> **Task instructions**
Copy the part of the SNR calculator page that begins at the words "Claude Shannon\'s 1948" and stops after "and forward-error correction.", switching "modulation" to "encoding".

Passage provided START

Signal-to-Noise Ratio (SNR) Calculator

The concept of signal-to-noise ratio became quantitative with Harry Nyquist\'s 1928 paper describing thermal ("Johnson") noise in resistors — a fundamental noise floor set by the random thermal motion of electrons. John B. Johnson at Bell Labs measured this noise that same year; the formula V_n = √(4kTRB) has borne his name ever since. This established a physical limit below which no amount of electronic cleverness could reduce noise.

Claude Shannon\'s 1948 paper "A Mathematical Theory of Communication" made SNR the central parameter of information theory. His capacity formula C = B·log₂(1 + SNR) gives the maximum bits-per-second achievable through a noisy channel — a direct trade-off between bandwidth and SNR. Modern LTE/5G radio systems push near this Shannon limit through sophisticated modulation and forward-error correction.

Passage provided END
Entries provided START

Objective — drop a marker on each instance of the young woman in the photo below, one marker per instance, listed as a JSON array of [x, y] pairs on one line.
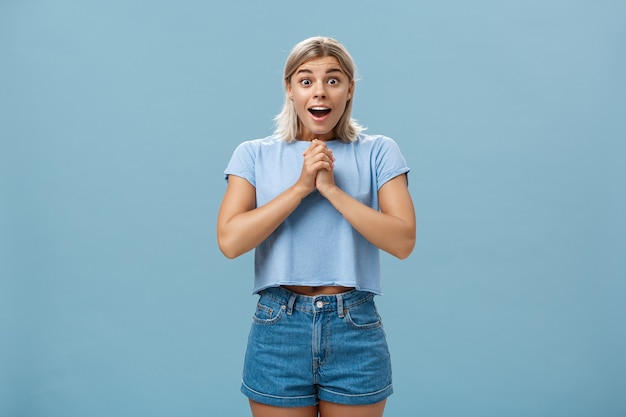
[[317, 200]]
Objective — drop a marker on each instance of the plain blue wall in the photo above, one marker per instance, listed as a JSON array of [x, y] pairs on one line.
[[117, 119]]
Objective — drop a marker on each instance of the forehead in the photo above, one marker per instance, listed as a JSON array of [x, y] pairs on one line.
[[320, 64]]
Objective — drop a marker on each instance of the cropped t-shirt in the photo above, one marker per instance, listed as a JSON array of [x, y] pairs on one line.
[[315, 245]]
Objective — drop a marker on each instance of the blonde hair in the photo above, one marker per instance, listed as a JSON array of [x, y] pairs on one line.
[[287, 122]]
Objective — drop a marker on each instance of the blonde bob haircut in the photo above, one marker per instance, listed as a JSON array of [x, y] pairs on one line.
[[287, 122]]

Entries provided END

> **Task answer**
Claude Shannon\'s 1948 paper "A Mathematical Theory of Communication" made SNR the central parameter of information theory. His capacity formula C = B·log₂(1 + SNR) gives the maximum bits-per-second achievable through a noisy channel — a direct trade-off between bandwidth and SNR. Modern LTE/5G radio systems push near this Shannon limit through sophisticated encoding and forward-error correction.